Airfoil blades 102 of rotating element 138 are sized, shaped, and configured to produce thrust by moving a working fluid such as air in a direction 144 as shown in FIG. 1 when the rotating element 138 is rotated in a given direction around the axis of rotation 120. In doing so, blades 102 impart a degree of swirl to the fluid as it travels in the direction 144. Blades 104 of the stationary element are sized, shaped, and configured to decrease the swirl magnitude of the fluid, so as to increase the kinetic energy that generates thrust for a given shaft power input to the rotating element. Each rotating blade 102 has blade root 122 and blade tip 124. Each stationary blade 104 has a blade root 136 and blade tip 134. For both rotating blades 102 and stationary blades 104, span is defined as the distance between root and tip. Stationary blades 104 may have a shorter span than rotating blades 102, for example, 50% of the span of blades 102, or may have longer span or the same span as blades 102 as desired. In FIG. 1, stationary blades 104 are shown affixed to the housing 126 at their respective blade roots 136. In some embodiments some or all stationary blades 104 may be affixed to, or integrated with, the aircraft structure, such as a wing, pylon, or fuselage. The number of blades 104 of the stationary element may be fewer or greater than, or the same as, the number of blades 102 of the rotating element and is typically greater than two, or greater than four. In some embodiments a ratio of the number of rotating blades 102 to a number of stationary blades 104 is between 2:5 and 2:1. In some embodiments a difference between the number of rotating blades 102 to a number of stationary blades 104 is between 2 and −2.

Blades 104 of the stationary element 142 may be positioned aerodynamically upstream of the rotating blades 102 to serve as counter swirl vanes, i.e., imparting a tangential velocity which is opposite to the rotation direction of the rotating element 138. Alternatively, and as shown in FIG. 1, stationary blades 104 may be positioned aerodynamically downstream of the rotating blades 102 to serve as de-swirl vanes, i.e., imparting a change in tangential velocity which is counter to that of the rotating element 138. Any swirl remaining in the airstream downstream of the unducted propulsion system 100 equates to a loss in thrust producing kinetic energy.

It may be desirable that either or both of the sets of rotating blades 102 and stationary blades 104 incorporate a pitch change mechanism such that the blades can be rotated with respect to an axis of pitch rotation either independently or in conjunction with one another. Such pitch change can be utilized to vary thrust and/or swirl effects under various operating conditions, including to provide a thrust reversing feature which may be useful in certain operating conditions such as upon landing an aircraft.

An inlet 127 is located axially between the blades 104 and blades 102. Alternatively, the inlet 127 may be located elsewhere, for example, forward of the blades 102. A ratio of a mass of air accelerated by the rotating blades 102 and bypassing the inlet 127 to the mass of air accelerated by the rotating blades and entering the engine core (not shown) via the inlet 127 is known as the bypass ratio. In some embodiments, a ratio of the sweep area of the blades (computed as π× [(blade tip radius)²−(blade root radius)²) to the cross-sectional area of the inlet (as measured in a z-r plane) is greater than 20:1 or greater than 30:1, and less than 80:1.

**Input for this task:**
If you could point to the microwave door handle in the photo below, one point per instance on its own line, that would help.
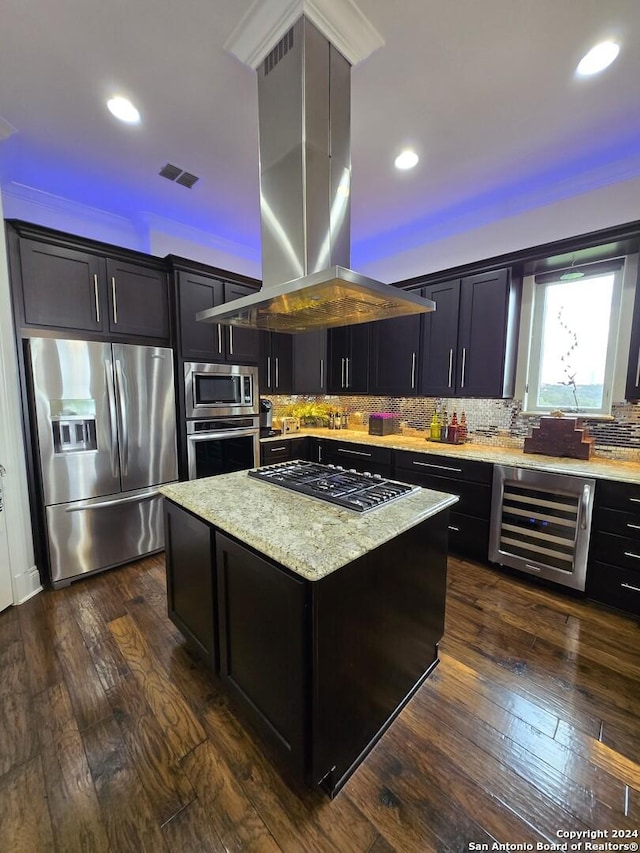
(113, 422)
(121, 390)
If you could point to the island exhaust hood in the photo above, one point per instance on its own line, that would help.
(304, 105)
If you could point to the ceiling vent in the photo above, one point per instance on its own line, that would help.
(174, 173)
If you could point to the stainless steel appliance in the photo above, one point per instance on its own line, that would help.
(541, 523)
(213, 390)
(106, 429)
(304, 106)
(222, 445)
(359, 492)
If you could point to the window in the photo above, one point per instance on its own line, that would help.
(574, 335)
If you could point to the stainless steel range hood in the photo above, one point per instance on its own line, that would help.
(304, 104)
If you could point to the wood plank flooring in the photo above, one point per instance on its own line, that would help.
(113, 738)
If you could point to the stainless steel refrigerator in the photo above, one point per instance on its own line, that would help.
(106, 429)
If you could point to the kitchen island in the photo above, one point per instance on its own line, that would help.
(319, 622)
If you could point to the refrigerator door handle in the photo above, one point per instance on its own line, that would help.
(121, 390)
(113, 502)
(113, 423)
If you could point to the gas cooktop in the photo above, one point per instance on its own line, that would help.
(332, 483)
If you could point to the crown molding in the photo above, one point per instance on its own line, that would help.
(266, 21)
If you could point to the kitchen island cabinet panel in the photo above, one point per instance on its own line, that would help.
(190, 580)
(262, 626)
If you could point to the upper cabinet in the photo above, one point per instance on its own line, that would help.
(310, 362)
(348, 351)
(212, 341)
(393, 356)
(470, 341)
(59, 284)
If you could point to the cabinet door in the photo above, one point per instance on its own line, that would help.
(200, 341)
(482, 334)
(138, 300)
(440, 340)
(633, 371)
(310, 362)
(393, 359)
(262, 638)
(61, 287)
(242, 344)
(191, 580)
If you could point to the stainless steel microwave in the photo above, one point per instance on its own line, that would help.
(211, 390)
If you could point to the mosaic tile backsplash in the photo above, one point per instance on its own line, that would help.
(493, 422)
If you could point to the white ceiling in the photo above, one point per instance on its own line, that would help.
(483, 89)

**Written tasks:**
1 - In the propulsion system passage, where is inlet 127 located relative to blades 104 and blades 102?
2 - Reproduce the records without any changes, beginning at the line that contains "If you could point to the white" and continuing through the end of the records.

**Full solutions:**
1 - Axially between the blades 104 and the blades 102.

2 -
If you could point to the white ceiling in the photo above, one point per instance on its own line, that would help.
(483, 89)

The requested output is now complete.